### Requirement A
Answer these questions about the Common Core post:
(i) Which company is Amplify a division of?
(ii) What class does John Galt teach?
(iii) Whom was Galt going to name before the shock cut him off?

Wednesday, April 8, 2015

Common Core: Brave New World in Education

We visit a typical American classroom in the not too distant future:

April 1, 2025:  Two highly paid consultants, one from Wireless Generation, a leading company in the sale of education software, the other from Pearson, a major player in the testing industry, are seated in the back of John Galt’s seventh grade American history class. Neither consultant has ever taught. Yet they are here to assess how new technology, guaranteed to boost standardized test scores and company profits, is functioning. Did we just say, “Boost test scores and company profits?”

We meant: “To enhance true learning.”

Several surveillance cameras, all set to follow Galt’s every move, are running in the room. This is part of the push to improve schools by holding teachers totally accountable. Because, let’s face it. The only person who matters in the room is the teacher.

That’s what school reformers like to say.

In this class every child a computer—purchased from Amplify, a division of Wireless Generation. (Corporate motto: No Dollar Left Behind.) Galt and his students are hooked to a series of electrodes. Today, the class is trying to hold a decent discussion about the battle for women’s rights in the 1800s.

“Mr. Galt,” a student named Dagney inquires, “I’ve been wondering. Who were the leaders in the fight for equality?”

“One would be Susan B. Anthony,” Galt responds gingerly. He consults his computer to be sure Anthony is specifically mentioned in the Common Core Curriculum. She is. “Susan B. Anthony may be on the standardized test,” Galt says. “The other leader, who will not be on the test, would be Eliz…”

Before he can finish his sentence the electrodes attached to his scalp deliver a powerful shock. The smell of singed hair fills the room.

(He was going to say: Elizabeth Cady Stanton.)

Every student receives a flashing red warning on their screen:  DANGER! MATERIAL NOT INCLUDED ON STANDARDIZED TEST! DANGER!

A voice similar to HAL, the deranged computer in 2001: A Space Odyssey, delivers the message verbally, as well.

Joaquin, seated in the desk closest to the door waits for Galt to recover. He raises a hand to add to the discussion. “I can’t understand why women weren’t granted equal rights when the U. S. Constitution was first written. My grandmother told...”

The poor boy should have known better!

A loud buzzing noise, followed by Joaquin’s spastic jerking, and another computer warning, teaches Joaquin and all his curious classmates an important lesson. If it can’t be tested…it isn’t education.

Carolyn wants to know:  “What year did women finally win the right to vote?”

ZAPPPPPP. Another shock for a foolish student. Again, computers flash the warning:  DANGER! MATERIAL NOT INCLUDED ON STANDARDIZED TEST! DANGER!

### Given entries

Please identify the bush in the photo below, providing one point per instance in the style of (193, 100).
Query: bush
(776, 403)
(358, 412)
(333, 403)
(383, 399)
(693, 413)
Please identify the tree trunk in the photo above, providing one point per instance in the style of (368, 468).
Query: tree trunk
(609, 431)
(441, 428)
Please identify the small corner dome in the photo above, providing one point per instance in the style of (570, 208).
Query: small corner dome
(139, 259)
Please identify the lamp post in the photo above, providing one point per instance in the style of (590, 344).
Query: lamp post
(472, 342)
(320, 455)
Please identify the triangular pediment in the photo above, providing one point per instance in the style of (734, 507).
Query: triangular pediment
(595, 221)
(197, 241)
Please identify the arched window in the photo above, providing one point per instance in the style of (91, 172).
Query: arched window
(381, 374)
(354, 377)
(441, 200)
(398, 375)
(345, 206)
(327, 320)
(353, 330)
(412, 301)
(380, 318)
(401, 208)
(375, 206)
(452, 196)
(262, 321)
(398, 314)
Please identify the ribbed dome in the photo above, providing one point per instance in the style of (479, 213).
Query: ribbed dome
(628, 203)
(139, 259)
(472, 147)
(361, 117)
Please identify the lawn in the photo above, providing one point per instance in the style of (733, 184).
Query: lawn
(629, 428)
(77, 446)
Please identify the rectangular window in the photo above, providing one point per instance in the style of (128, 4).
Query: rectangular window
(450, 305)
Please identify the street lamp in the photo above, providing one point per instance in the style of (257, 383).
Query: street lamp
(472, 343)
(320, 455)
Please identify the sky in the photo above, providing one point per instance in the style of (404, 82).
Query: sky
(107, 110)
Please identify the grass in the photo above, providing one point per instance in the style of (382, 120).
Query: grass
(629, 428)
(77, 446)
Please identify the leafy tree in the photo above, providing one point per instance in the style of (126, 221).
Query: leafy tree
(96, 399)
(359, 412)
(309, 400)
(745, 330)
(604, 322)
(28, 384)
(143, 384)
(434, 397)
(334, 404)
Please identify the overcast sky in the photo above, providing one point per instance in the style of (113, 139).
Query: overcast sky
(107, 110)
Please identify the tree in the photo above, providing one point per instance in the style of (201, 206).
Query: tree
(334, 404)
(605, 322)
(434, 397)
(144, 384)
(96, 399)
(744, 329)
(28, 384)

### Requirement B
Reproduce the rows from the one containing "Please identify the tree in" through the end of the rows, requests included, and shift each coordinate in their answers by adding 95 to every number.

### Task response A
(i) Wireless Generation
(ii) Seventh grade American history
(iii) Elizabeth Cady Stanton

### Task response B
Please identify the tree in the photo above, providing one point per instance in the style of (201, 206).
Query: tree
(429, 499)
(700, 417)
(529, 492)
(239, 479)
(191, 494)
(839, 424)
(123, 479)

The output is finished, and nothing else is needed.